[The input Boundary: Start]
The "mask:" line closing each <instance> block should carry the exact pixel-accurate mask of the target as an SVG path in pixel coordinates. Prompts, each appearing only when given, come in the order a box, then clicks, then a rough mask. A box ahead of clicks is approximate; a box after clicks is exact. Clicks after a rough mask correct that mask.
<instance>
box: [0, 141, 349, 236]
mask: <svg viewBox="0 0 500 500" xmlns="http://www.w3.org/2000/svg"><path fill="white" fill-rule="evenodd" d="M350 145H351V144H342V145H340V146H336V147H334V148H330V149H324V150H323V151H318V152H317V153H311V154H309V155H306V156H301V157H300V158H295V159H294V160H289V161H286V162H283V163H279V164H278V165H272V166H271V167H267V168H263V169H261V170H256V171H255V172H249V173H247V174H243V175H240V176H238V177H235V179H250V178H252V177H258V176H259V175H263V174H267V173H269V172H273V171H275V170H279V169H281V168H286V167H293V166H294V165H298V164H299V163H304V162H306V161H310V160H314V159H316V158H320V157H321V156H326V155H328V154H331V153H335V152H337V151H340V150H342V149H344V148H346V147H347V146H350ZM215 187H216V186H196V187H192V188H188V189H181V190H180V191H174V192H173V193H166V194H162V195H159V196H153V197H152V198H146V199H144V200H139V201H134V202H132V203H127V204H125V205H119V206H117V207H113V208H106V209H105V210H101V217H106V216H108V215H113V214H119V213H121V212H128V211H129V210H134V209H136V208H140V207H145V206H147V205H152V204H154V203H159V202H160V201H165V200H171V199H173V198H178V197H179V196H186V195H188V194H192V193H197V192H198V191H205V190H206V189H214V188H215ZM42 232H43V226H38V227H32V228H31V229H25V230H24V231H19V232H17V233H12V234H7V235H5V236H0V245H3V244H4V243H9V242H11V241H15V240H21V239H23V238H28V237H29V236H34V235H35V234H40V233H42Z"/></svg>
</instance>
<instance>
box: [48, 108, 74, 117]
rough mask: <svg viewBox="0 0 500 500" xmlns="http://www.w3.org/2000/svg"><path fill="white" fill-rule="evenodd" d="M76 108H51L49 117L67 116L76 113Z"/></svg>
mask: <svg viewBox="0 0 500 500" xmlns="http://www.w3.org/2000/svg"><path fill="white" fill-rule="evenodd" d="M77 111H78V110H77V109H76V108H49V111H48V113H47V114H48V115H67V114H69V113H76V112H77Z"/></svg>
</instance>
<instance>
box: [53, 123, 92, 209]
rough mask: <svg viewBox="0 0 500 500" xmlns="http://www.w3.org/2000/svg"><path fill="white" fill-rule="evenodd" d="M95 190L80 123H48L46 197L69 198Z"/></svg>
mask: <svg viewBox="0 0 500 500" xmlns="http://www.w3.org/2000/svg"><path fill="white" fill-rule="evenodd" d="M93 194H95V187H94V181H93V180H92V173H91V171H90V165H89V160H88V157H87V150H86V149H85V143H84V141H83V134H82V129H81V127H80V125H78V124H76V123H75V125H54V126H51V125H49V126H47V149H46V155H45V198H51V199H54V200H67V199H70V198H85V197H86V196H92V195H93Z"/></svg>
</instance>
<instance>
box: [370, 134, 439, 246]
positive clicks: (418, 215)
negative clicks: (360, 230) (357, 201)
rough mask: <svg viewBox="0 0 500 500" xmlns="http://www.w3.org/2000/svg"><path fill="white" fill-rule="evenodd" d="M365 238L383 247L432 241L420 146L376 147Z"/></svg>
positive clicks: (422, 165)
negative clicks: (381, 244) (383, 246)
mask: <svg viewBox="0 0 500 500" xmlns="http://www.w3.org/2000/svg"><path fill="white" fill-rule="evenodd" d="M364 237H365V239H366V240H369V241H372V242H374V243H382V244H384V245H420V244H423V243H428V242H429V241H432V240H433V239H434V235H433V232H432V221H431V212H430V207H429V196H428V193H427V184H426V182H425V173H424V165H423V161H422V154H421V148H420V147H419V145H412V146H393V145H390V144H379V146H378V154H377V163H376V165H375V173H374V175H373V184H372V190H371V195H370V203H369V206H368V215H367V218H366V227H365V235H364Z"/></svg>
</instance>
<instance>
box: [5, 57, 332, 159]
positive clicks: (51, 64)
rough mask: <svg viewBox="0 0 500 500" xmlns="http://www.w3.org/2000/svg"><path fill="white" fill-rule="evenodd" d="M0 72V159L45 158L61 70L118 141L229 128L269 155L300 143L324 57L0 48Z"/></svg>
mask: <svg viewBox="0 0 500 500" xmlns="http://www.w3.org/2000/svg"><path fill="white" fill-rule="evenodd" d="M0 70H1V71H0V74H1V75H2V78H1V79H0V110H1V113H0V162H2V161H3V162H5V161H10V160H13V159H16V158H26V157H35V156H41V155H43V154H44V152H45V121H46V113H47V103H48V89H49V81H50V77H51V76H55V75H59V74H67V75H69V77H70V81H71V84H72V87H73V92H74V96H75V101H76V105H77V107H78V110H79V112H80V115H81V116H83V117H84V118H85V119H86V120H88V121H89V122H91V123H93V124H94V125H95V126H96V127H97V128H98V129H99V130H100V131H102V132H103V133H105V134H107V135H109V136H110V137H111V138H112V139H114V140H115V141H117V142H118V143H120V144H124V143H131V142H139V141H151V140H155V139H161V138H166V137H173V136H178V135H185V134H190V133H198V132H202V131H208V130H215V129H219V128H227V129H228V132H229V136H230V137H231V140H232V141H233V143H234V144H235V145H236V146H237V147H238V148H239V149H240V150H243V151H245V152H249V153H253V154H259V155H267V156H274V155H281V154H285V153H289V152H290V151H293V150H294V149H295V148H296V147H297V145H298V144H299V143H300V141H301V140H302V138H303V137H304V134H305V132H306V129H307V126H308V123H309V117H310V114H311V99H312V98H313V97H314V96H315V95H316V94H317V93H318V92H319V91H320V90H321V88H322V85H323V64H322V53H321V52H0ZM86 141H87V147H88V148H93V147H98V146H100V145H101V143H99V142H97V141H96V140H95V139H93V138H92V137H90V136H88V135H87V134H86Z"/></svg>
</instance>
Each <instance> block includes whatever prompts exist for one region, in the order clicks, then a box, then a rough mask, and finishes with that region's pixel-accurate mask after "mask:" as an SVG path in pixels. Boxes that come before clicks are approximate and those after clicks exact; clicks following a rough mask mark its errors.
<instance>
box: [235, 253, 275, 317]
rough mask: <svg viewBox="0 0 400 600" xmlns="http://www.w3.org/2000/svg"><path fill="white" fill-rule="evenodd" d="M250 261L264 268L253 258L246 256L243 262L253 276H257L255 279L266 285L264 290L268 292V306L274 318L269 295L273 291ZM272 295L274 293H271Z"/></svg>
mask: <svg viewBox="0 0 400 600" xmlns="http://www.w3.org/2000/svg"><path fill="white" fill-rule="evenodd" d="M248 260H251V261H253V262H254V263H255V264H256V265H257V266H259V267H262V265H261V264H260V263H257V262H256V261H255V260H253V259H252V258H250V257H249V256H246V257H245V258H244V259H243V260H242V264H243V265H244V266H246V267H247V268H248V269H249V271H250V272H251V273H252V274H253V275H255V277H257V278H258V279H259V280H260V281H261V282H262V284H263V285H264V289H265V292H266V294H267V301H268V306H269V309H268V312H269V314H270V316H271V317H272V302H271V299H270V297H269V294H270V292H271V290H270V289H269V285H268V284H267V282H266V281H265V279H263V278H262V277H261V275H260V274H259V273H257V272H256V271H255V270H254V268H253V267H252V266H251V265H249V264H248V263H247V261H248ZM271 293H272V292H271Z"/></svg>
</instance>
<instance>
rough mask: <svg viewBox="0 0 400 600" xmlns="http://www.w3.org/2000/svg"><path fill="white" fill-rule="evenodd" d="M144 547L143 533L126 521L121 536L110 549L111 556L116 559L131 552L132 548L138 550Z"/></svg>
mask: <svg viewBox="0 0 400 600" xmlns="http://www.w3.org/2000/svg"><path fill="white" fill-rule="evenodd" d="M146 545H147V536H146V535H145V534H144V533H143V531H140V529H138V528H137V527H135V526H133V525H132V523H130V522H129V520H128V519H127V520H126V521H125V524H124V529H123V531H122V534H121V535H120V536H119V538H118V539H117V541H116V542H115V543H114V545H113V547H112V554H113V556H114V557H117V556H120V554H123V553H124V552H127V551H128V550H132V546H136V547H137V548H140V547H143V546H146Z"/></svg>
[The input Boundary: End]
■ **Aim of the exercise**: Please pull out every line of the records above that contains the word "negative".

■ **Result for this task**:
negative clicks: (360, 230) (357, 201)
negative clicks: (381, 244) (383, 246)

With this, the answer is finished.